= Beginning of Section =
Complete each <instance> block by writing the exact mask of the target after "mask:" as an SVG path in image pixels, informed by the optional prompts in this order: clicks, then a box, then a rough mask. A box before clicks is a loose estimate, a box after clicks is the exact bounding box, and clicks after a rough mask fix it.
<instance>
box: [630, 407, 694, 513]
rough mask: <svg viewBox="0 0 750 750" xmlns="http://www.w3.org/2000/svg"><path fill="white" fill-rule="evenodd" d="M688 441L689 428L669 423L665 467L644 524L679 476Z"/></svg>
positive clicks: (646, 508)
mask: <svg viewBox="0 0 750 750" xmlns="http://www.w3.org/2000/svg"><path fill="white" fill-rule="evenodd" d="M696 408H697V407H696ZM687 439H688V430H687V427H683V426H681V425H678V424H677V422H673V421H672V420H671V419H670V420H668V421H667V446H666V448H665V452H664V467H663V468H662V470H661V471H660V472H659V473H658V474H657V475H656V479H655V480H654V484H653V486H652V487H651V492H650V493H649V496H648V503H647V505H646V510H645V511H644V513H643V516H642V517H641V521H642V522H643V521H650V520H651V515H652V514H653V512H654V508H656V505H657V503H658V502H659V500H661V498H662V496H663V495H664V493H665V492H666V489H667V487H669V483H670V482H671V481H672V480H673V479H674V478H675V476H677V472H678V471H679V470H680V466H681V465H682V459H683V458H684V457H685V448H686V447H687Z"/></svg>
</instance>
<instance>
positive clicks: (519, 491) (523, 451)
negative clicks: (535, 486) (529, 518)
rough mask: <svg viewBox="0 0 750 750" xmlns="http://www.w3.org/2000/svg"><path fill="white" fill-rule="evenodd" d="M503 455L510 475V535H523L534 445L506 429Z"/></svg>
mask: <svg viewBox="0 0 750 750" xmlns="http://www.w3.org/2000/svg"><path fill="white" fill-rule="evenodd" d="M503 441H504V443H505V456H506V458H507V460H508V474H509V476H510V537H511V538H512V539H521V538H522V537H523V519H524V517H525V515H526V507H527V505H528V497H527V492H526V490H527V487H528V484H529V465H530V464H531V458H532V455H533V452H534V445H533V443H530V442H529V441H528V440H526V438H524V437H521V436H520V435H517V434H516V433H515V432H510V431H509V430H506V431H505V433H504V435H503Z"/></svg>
= End of Section =
# Prompt
Using the data above, repeat exactly the lines that begin at the line with "</instance>" and end at the line with "negative clicks: (535, 486) (529, 518)", both ends included.

# Task solution
</instance>
<instance>
positive clicks: (519, 491) (523, 451)
negative clicks: (535, 486) (529, 518)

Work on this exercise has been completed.